*The problem:* Print the material below verbatim, without the picture.

*Supplied information:*
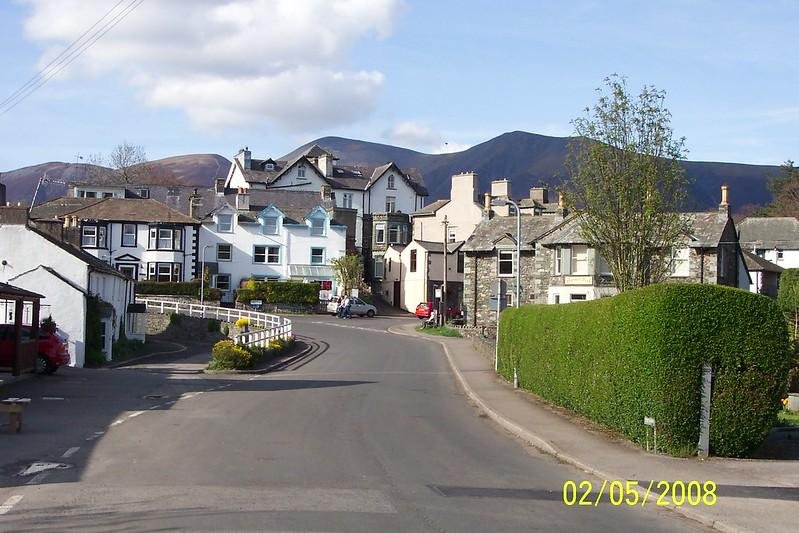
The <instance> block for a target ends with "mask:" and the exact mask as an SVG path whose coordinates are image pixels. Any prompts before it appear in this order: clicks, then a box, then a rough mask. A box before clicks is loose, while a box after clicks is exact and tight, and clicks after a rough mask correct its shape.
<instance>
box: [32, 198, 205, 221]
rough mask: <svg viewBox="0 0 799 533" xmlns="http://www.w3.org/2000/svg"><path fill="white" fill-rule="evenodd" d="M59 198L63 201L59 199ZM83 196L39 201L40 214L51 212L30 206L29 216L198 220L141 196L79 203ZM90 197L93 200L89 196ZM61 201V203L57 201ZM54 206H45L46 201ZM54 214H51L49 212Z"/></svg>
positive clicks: (153, 219)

*Task response:*
The <instance> block for a target ends with "mask:" and the exact mask as an SVG path whose coordinates are image pixels. Any prompts before it appear in this order: clicks, then a box, then a rough mask. A box before clicks is loose, while a box after clicks is exact and tight, and clicks after a rough mask correct its shape.
<instance>
box: [32, 198, 205, 221]
rough mask: <svg viewBox="0 0 799 533" xmlns="http://www.w3.org/2000/svg"><path fill="white" fill-rule="evenodd" d="M59 198L63 201L59 199ZM83 196L39 201L40 214L51 212L30 206L29 216L198 220L141 196L79 203ZM90 197L93 200L89 196ZM61 201V203L57 201ZM54 206H45L46 201ZM54 214H51L49 212Z"/></svg>
positive clicks: (153, 219)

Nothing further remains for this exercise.